# start of Entries supplied

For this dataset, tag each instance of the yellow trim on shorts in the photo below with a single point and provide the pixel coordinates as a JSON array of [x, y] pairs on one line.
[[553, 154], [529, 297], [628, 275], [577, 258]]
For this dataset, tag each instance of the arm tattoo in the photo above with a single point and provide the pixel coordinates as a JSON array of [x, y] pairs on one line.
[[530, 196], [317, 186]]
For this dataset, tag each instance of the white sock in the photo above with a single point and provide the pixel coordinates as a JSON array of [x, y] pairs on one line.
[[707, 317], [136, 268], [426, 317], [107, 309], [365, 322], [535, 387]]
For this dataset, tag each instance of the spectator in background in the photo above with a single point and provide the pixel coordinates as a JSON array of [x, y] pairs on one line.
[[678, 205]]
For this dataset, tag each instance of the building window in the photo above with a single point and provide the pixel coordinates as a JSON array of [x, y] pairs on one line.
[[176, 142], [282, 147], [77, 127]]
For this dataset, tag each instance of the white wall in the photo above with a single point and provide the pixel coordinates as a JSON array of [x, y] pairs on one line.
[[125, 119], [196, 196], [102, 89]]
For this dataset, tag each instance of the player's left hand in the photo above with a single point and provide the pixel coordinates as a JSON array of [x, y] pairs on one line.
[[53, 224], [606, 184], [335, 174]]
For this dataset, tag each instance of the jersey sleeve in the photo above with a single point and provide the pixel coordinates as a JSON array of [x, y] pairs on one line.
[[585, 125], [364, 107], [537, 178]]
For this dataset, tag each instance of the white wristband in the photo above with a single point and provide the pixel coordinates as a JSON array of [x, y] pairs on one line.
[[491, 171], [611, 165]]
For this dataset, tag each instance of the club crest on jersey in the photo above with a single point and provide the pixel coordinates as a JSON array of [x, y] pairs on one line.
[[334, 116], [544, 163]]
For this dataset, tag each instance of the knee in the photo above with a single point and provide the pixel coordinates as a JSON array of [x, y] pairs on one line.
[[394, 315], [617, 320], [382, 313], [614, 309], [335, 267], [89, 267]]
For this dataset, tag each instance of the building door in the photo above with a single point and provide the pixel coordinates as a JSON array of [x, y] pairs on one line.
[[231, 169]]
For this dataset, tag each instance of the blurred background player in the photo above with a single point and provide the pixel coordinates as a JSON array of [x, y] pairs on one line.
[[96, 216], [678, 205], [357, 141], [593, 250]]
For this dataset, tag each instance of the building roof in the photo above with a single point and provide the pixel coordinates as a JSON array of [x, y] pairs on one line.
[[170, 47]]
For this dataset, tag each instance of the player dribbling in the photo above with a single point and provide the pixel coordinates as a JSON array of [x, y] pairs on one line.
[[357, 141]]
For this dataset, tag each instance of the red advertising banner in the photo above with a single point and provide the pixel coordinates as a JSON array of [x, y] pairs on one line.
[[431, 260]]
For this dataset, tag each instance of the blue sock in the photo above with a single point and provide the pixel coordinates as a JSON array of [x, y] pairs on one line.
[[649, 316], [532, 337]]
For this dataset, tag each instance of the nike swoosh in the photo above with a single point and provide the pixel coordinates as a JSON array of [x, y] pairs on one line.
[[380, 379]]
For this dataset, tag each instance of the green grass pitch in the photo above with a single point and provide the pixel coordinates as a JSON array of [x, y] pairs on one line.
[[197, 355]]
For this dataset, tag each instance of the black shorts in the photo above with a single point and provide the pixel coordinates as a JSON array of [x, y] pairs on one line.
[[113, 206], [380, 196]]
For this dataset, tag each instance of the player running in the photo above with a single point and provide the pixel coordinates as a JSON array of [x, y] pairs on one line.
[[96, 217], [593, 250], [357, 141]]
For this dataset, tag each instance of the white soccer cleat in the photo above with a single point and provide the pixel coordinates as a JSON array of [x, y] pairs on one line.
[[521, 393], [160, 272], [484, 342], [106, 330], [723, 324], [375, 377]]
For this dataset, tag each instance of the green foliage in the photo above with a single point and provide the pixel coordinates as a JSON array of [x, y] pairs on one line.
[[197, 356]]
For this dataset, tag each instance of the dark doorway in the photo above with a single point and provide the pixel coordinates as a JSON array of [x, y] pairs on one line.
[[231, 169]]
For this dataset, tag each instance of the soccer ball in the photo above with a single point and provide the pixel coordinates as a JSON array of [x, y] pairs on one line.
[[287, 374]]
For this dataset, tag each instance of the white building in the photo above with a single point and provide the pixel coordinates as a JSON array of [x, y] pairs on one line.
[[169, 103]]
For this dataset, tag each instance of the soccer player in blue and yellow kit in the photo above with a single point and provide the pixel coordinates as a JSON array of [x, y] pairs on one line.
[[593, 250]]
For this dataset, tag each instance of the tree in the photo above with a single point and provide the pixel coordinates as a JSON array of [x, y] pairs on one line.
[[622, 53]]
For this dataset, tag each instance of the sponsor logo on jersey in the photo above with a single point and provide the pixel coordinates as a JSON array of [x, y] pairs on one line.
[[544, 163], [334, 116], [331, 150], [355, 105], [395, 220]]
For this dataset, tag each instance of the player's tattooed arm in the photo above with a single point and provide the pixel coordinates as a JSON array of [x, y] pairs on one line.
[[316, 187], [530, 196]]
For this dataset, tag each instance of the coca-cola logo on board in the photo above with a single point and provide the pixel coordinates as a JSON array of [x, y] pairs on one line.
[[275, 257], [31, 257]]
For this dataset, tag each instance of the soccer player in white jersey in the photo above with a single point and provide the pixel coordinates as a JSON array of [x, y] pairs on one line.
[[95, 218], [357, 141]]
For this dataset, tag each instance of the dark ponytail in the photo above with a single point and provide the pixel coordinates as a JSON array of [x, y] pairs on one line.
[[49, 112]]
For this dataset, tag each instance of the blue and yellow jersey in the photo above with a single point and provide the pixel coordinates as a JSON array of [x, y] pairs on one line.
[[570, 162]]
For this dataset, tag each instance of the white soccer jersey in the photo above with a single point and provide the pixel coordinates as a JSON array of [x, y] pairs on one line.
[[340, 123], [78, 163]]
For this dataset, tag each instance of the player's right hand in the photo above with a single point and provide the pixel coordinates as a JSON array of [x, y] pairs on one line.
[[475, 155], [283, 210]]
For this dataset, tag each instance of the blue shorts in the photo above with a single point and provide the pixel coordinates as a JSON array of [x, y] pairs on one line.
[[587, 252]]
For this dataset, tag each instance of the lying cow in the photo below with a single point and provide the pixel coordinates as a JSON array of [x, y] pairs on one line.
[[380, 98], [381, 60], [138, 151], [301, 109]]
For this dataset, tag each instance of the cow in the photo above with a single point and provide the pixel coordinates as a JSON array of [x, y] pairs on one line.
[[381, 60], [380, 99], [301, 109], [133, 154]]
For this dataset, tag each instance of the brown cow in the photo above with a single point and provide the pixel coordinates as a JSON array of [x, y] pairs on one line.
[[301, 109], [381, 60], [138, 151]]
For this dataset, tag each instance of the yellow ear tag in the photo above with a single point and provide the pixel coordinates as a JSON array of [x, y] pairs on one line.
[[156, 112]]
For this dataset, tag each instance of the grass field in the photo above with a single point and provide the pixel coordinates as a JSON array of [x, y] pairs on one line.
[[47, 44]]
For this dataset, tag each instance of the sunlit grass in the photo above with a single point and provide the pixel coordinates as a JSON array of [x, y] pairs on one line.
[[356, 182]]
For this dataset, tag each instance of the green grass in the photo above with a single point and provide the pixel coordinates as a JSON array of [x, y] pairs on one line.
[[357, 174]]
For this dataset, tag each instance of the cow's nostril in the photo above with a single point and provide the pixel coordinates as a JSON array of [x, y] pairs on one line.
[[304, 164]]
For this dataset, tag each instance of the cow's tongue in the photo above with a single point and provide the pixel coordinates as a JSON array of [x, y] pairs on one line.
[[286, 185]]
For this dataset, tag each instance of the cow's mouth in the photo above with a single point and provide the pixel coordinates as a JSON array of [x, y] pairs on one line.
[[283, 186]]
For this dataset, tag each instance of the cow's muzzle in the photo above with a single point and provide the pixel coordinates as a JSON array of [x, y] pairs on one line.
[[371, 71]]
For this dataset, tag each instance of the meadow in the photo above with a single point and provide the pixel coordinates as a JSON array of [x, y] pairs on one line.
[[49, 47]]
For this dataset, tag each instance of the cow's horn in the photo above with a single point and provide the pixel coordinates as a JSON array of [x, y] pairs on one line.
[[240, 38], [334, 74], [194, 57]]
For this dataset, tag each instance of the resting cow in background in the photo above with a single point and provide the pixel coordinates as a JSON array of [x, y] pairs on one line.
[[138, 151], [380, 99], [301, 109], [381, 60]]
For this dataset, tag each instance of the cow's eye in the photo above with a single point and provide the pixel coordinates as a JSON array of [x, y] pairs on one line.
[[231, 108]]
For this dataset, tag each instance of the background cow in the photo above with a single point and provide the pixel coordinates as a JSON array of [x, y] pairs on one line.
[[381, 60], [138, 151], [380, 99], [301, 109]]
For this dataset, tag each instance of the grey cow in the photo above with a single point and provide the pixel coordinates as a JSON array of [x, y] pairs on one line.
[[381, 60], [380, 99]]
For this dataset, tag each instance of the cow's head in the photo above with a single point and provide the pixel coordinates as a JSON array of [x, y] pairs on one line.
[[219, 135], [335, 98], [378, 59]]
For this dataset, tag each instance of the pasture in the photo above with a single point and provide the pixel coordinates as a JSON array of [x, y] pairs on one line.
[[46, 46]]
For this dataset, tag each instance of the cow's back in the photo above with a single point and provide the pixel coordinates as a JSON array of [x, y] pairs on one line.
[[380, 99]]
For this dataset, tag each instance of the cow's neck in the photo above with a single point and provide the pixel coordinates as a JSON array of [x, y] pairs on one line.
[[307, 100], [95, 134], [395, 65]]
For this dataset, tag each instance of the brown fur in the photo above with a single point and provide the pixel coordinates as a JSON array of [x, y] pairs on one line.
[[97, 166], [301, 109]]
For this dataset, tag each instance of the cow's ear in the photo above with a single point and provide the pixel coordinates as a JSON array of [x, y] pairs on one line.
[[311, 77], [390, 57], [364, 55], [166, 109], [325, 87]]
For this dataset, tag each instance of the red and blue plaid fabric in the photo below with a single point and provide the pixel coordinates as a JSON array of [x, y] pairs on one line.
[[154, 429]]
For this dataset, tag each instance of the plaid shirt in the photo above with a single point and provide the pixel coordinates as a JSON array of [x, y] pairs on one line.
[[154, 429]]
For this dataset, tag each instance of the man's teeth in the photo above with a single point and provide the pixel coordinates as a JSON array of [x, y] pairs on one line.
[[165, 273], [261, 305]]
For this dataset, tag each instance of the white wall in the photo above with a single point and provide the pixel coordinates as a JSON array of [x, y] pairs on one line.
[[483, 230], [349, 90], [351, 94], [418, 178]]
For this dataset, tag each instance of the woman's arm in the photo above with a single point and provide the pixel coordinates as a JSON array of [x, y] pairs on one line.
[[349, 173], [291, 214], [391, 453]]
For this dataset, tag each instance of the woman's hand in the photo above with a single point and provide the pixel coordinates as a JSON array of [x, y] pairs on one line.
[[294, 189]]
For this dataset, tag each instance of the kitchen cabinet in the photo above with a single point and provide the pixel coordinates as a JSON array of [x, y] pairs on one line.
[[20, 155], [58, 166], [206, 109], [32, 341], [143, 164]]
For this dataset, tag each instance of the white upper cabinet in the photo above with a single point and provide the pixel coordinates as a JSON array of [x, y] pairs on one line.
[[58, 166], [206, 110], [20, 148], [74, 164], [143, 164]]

# end of Entries supplied

## Problem to solve
Arrange the rows from the line containing "For this dataset, tag each instance of the lying" through the line containing "[[381, 60], [380, 99], [301, 109], [133, 154]]" as a JSON list of strings, with one string per line and blank lines omitted.

## Written solution
[
  "For this dataset, tag each instance of the lying cow in the photo below with a single point and provide the pixel coordinates as a JSON array of [x, y] pairs on one line.",
  "[[380, 98], [381, 60], [138, 151], [301, 109]]",
  "For this dataset, tag each instance of the cow in the photo above with a single point and provide the pixel coordinates as a JSON array of [x, y] pairs on one line.",
  "[[381, 60], [380, 99], [301, 109], [133, 154]]"
]